• [INPUT MATERIAL]:

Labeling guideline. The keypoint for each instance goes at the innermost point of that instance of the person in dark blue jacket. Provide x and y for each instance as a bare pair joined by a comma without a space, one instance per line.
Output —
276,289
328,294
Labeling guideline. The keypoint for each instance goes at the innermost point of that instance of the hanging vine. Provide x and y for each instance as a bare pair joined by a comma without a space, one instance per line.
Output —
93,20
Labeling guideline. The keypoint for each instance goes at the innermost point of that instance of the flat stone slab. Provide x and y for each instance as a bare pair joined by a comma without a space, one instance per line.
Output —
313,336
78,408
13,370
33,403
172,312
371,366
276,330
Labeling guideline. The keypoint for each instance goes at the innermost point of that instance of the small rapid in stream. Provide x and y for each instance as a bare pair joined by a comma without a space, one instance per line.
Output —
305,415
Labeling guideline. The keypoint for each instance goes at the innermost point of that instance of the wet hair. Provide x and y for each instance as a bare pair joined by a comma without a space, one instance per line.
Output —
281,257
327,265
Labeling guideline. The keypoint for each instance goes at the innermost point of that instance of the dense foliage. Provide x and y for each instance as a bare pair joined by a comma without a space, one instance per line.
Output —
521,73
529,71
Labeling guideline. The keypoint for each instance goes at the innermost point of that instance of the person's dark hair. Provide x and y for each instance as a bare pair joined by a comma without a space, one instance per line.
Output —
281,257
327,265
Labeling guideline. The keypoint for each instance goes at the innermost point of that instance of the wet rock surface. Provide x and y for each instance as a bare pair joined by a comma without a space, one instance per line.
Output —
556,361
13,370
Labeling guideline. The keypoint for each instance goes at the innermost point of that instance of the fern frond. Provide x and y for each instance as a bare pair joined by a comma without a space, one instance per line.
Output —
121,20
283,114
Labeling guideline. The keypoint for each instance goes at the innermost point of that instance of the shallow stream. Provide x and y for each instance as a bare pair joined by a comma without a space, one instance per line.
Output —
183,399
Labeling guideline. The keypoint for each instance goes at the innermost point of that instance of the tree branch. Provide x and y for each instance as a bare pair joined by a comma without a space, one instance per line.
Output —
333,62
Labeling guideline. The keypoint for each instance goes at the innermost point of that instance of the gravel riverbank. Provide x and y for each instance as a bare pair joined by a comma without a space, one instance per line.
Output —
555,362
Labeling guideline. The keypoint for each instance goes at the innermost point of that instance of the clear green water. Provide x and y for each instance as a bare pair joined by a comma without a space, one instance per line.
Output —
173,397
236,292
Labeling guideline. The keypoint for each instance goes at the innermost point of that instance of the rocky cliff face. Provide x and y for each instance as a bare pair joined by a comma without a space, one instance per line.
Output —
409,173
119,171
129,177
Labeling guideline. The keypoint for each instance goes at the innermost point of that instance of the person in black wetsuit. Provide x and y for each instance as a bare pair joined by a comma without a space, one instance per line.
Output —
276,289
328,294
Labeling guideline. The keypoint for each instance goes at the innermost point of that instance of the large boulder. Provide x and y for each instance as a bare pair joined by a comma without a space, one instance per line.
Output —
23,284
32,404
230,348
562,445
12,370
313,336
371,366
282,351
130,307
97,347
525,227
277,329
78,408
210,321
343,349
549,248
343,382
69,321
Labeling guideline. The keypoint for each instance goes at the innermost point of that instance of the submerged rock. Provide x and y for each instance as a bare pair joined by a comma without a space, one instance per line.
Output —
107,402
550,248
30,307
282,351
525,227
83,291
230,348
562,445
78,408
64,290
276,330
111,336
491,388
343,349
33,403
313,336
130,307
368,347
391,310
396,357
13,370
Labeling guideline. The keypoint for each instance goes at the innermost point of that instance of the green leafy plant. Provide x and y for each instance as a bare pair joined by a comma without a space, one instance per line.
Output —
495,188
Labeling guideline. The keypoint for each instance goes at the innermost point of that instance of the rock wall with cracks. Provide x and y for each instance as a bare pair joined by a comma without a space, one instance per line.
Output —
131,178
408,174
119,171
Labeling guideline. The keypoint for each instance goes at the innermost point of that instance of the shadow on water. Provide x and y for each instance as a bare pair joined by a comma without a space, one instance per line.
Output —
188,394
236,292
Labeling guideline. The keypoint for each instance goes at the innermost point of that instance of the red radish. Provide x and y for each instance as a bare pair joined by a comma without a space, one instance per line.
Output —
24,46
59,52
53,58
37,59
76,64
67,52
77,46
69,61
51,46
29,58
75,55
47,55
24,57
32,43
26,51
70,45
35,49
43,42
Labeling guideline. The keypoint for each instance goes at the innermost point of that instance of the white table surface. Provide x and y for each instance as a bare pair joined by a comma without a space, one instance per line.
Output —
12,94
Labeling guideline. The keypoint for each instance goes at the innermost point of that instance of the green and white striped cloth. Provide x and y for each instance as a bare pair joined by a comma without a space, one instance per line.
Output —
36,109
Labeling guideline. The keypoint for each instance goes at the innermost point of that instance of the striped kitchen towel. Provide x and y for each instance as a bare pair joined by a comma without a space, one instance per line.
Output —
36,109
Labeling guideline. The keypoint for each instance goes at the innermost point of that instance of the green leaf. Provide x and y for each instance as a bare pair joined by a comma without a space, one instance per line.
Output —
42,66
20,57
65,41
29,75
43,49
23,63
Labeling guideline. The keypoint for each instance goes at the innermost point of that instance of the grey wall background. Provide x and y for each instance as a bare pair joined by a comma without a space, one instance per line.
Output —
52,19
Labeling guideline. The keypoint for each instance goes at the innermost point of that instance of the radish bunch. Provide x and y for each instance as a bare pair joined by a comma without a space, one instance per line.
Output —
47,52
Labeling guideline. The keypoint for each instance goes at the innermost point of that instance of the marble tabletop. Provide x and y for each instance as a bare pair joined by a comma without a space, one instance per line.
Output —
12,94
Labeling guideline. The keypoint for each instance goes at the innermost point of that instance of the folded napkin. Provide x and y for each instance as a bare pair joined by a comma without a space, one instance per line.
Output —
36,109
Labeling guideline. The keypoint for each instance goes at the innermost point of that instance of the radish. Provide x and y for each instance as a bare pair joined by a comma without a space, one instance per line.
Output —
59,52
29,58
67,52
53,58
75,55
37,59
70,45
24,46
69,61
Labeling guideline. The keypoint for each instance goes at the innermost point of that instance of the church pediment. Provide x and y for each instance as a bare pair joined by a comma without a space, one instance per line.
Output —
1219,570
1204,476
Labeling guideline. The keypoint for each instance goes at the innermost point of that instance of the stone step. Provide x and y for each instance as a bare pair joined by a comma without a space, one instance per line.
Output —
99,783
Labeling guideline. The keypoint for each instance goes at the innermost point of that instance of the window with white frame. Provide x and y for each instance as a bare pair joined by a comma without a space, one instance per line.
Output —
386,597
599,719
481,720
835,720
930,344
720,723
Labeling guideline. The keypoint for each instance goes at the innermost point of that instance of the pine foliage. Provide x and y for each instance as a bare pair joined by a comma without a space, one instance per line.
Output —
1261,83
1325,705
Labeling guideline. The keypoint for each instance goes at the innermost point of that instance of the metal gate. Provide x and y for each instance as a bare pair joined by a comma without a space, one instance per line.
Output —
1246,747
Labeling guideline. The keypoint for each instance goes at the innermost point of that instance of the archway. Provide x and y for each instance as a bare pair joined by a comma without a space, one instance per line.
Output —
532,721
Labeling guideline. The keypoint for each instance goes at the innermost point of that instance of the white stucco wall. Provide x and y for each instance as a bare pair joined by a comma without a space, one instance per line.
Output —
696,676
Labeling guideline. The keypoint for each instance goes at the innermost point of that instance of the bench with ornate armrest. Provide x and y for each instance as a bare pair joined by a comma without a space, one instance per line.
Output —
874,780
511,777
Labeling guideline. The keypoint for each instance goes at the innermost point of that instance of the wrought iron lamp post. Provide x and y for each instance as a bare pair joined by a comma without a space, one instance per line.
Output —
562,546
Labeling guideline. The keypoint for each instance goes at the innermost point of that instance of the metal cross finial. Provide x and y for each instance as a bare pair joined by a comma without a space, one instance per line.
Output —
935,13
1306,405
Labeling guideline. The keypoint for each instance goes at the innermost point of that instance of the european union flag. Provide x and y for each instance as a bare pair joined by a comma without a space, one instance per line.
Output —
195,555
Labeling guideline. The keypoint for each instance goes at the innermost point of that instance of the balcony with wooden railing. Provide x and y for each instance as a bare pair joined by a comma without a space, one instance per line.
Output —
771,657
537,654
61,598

• [WRITTEN PROBLEM]: Give the lines from the one containing "of the wrought" through the end of the entries again, exactly as written and with no other lines.

• [FINISHED TASK]:
Labeling guideline. The keypoint for each instance goes at the innermost point of that instance of the wrought iron lamp post. Provide x and y for each instance as a bare pair joined by a comma without a space, one instance per line.
Output —
562,546
Labeling guideline. The keypoint for each instance goes at the innermost point of that instance of the metal cross finial. Provide x and y for each instance as a bare pair joined by a comma without a space, one instance per line.
Output —
935,13
1306,405
Labeling guideline. The keypoint for each instance goes at the innermost point of that instance of the european union flag. Provide x and y for each instance as a bare pair joined by a comma without a space, one instance per line.
Output —
195,555
Labeling guideline. The keypoint for each instance goes at the innermost point of that instance of the balcony with wooden railing. Provide x and y for each instance as a bare pair joined by a comma without a space, one instance per line.
Output —
771,657
537,654
61,598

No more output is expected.